§ WORK REQUEST 1: Name every company mentioned by name in the article on the Japan Post IPO.
§ WORK REQUEST 2: Carry the article on the Japan Post IPO forward, picking up after its final sentence.

§ SOURCE EXTRACT:

--

Japan Post IPO could raise $20-40 billion: banking sources

Japan Post Holdings Co Ltd could raise as much as 4 trillion yen ($40 billion) when it sells shares to the public, bankers familiar with the deal said on Thursday, based on their assessment of market appetite for the state-owned financial services giant's planned IPO.

Japan Post also said it aims to move forward the timing for its long-anticipated initial public offering by about six months to the spring of 2015, which one broker attributed to an improved outlook for the state behemoth's insurance business.

Brokerages asked by Japan Post to gauge demand for the offering found that the market could absorb some 2 trillion to 4 trillion yen worth of shares, the bankers told Reuters.

Japan Post is also set to enter a broad tie-up with American Family Life Assurance Co to sell Aflac's cancer insurance products at thousands of post offices nationwide, which domestic media said followed an agreement with the United States related to a big multilateral trade deal.

The Japanese government had originally planned to list Japan Post Holdings' shares around September or October 2015 to raise money for reconstruction of areas devastated by the March 2011 earthquake and tsunami.

"(Now) we are aiming at spring" of 2015, Japan Post President Taizou Nishimuro was quoted by a company spokeswoman as telling domestic media. "We will prepare for the IPO in an expeditious manner."

In addition to a national network of more than 20,000 post offices, Japan Post runs the country's biggest banking and insurance operations, overshadowing non-state lenders and insurers which chafe at the state company's dominance.

Japan Post's private-sector competitors have been pressing the government to restrain its financial businesses, arguing that it otherwise stifles competition.

--

§ SOURCE DATA:
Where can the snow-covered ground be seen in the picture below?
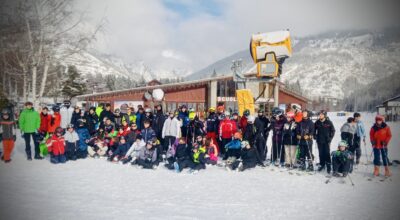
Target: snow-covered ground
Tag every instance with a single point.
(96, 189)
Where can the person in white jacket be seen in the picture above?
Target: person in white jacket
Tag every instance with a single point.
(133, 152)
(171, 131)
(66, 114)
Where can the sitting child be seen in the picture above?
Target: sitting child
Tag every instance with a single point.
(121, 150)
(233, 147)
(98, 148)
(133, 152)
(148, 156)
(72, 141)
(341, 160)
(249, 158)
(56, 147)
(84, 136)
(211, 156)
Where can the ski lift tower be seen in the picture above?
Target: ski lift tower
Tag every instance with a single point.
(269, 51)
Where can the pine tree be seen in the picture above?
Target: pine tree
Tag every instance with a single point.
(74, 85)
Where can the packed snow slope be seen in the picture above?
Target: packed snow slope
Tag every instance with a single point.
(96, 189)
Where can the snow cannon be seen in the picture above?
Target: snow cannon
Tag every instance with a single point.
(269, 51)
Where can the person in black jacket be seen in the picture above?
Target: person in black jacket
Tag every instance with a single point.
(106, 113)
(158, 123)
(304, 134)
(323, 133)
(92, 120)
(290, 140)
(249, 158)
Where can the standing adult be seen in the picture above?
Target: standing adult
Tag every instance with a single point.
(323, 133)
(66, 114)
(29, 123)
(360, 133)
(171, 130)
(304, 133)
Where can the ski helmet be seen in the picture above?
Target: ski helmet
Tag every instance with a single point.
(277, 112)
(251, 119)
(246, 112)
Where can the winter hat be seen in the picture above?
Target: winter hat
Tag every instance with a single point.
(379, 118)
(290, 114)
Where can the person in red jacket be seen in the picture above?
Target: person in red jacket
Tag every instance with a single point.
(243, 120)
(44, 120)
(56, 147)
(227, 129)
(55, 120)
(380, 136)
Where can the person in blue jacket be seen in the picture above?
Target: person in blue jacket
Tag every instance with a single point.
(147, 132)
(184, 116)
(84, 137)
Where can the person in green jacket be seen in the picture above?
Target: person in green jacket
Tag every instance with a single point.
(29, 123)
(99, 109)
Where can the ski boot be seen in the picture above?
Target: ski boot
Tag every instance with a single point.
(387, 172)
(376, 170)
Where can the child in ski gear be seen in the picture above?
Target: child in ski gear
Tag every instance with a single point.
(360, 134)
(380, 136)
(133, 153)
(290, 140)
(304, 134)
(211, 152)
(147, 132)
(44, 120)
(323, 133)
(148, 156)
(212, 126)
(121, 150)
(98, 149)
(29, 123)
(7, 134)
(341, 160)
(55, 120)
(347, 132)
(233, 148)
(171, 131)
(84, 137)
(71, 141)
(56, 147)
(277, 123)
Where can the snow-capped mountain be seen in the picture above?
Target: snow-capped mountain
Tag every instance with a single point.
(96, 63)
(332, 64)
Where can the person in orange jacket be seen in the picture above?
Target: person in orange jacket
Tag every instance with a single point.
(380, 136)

--

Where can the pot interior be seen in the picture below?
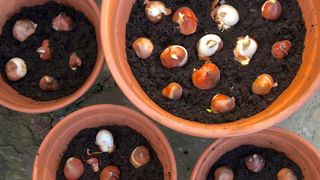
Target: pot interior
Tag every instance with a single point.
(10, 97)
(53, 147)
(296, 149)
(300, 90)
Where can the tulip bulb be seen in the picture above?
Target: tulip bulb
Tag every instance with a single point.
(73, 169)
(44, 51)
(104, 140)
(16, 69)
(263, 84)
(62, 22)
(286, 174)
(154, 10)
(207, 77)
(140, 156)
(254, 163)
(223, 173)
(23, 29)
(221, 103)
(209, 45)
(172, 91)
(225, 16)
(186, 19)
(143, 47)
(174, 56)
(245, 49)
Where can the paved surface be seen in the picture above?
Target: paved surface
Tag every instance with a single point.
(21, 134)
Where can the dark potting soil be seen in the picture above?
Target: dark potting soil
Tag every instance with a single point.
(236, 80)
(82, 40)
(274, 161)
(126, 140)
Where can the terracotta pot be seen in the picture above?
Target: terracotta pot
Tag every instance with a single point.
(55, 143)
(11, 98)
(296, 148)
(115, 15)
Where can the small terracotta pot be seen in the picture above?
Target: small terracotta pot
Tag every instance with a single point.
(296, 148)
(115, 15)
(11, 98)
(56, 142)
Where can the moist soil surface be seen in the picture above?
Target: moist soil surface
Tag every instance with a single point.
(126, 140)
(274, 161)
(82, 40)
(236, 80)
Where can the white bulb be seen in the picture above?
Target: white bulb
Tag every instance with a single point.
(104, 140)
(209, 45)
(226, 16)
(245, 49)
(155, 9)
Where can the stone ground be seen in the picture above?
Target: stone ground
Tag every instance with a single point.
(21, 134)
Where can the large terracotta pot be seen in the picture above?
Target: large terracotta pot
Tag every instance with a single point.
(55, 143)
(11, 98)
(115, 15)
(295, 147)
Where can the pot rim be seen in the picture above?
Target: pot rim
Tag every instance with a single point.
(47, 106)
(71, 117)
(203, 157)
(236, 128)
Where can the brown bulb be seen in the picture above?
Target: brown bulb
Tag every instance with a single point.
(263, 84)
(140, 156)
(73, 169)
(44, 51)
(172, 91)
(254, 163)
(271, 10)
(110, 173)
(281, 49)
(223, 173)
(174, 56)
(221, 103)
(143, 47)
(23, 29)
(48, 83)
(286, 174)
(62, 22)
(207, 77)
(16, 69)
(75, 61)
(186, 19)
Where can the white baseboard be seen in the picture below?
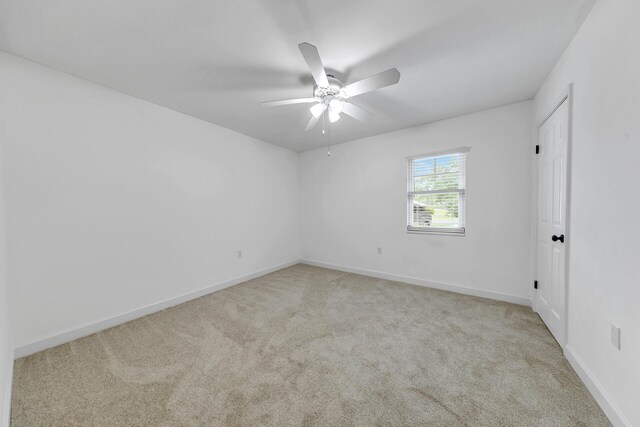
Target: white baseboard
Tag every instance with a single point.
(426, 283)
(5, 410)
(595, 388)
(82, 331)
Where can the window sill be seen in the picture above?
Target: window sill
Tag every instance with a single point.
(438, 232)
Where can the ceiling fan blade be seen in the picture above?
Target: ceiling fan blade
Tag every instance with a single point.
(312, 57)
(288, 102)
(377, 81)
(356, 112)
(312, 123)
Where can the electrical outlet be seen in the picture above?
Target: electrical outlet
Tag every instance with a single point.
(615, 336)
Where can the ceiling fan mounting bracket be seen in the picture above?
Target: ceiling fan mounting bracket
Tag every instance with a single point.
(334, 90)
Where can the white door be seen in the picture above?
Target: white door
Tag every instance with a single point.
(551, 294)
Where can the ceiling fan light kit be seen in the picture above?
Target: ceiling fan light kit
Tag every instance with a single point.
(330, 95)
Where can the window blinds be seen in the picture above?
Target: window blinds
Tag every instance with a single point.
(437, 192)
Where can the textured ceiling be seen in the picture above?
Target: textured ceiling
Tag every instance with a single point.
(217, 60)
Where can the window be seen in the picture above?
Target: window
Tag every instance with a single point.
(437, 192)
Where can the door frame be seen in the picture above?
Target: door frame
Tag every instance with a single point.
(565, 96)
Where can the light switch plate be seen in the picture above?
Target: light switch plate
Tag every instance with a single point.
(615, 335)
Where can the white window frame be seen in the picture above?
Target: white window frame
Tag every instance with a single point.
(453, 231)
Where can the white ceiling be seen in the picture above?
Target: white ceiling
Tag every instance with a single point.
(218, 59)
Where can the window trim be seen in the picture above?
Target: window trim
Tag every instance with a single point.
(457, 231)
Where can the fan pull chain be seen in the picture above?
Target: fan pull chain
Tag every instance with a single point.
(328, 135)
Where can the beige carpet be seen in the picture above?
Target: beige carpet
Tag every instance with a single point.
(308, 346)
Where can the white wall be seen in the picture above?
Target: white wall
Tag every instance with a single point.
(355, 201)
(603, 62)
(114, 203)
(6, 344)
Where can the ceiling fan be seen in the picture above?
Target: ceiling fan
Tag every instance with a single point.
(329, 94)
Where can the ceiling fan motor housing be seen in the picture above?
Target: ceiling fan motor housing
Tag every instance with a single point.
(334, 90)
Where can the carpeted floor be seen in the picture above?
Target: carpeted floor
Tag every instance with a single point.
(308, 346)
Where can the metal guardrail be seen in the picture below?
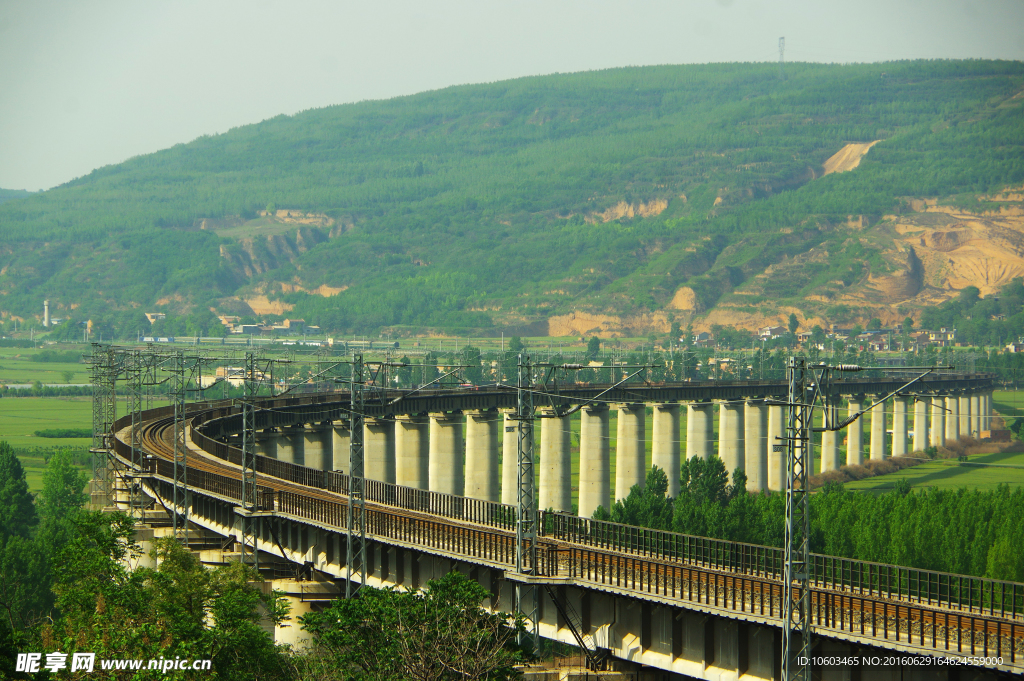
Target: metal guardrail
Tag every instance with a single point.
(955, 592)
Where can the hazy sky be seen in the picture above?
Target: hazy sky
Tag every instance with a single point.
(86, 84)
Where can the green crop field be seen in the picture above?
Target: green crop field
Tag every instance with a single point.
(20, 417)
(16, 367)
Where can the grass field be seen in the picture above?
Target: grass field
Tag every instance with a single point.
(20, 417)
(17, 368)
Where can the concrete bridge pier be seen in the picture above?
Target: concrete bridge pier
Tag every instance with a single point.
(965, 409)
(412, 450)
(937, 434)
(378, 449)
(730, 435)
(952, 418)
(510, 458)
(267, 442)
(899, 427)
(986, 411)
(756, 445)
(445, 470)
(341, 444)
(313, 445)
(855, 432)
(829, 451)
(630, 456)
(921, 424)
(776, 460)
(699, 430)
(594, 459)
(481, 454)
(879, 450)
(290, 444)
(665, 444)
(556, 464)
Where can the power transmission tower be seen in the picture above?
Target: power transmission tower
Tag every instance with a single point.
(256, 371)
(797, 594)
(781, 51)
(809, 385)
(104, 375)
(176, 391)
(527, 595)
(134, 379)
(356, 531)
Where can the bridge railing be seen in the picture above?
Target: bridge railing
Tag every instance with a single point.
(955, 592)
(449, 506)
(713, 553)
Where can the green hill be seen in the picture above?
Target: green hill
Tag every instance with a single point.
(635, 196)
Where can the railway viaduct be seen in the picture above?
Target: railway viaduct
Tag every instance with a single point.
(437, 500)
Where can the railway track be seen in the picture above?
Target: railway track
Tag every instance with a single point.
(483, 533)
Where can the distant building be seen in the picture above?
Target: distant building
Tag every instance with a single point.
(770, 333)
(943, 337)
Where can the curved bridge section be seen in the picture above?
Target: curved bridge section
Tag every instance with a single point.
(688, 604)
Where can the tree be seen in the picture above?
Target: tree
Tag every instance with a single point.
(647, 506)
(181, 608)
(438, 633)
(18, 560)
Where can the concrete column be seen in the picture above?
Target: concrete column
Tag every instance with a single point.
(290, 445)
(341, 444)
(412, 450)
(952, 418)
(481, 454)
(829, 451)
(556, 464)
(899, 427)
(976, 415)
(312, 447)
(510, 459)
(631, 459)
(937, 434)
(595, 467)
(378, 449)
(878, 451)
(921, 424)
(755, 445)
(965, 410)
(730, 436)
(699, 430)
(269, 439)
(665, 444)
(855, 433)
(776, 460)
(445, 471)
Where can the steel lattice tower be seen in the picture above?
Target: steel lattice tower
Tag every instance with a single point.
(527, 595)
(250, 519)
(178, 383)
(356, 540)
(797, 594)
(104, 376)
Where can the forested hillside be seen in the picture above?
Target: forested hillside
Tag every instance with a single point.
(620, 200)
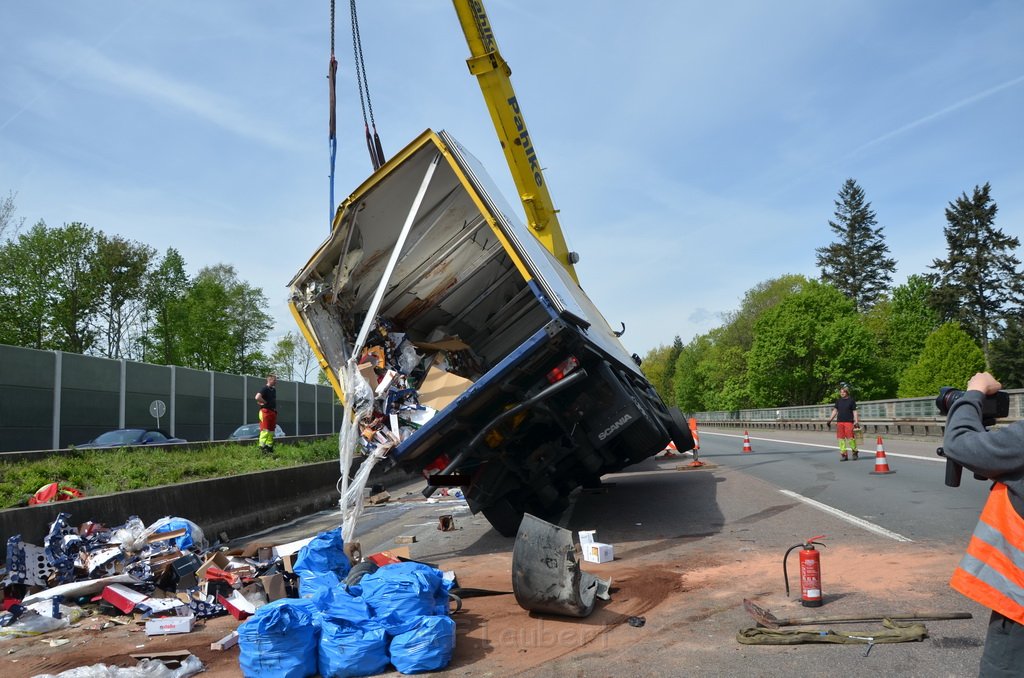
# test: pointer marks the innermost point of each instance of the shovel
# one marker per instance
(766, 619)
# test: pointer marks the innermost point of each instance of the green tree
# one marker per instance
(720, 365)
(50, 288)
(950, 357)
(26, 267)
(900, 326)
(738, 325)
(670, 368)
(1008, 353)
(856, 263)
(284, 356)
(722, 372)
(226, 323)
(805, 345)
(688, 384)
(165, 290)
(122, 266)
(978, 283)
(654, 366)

--

§ RESPONSE 1: Japan Post Holdings Co Ltd (Japan Post), American Family Life Assurance Co (Aflac), Reuters

§ RESPONSE 2:
Japan Post's banking unit has 176 trillion yen in customers' savings deposits, compared with banking leader Mitsubishi UFJ Financial Group Inc's <8306.T> 132 trillion yen. Japan's Post's insurance arm has 90 trillion yen in assets, far bigger than Nippon Life Insurance Co's 55 trillion yen.

At the same time, Washington has for decades pressed Tokyo in trade negotiations to exclude major Japanese life and non-life insurers from the domestic "third sector" of insurance products such as cancer insurance - a niche that Aflac has long dominated with about a 70 percent market share. The Columbus, Georgia-based company counts on Japan for almost 80 percent of its business.

The tie-up between Japan Post and Aflac, expected to be announced on Friday, was a concession to U.S. pressure to keep Japan's big private insurers from squeezing Aflac out of the third sector, Japanese media reported on Thursday.

But the top government spokesman, Yoshihide Suga, denied that the deal is related to negotiations with the U.S. government or the Trans-Pacific Partnership trade talks, which Japan joined this week. Rather, he said, it was a business decision by Japan Post's management.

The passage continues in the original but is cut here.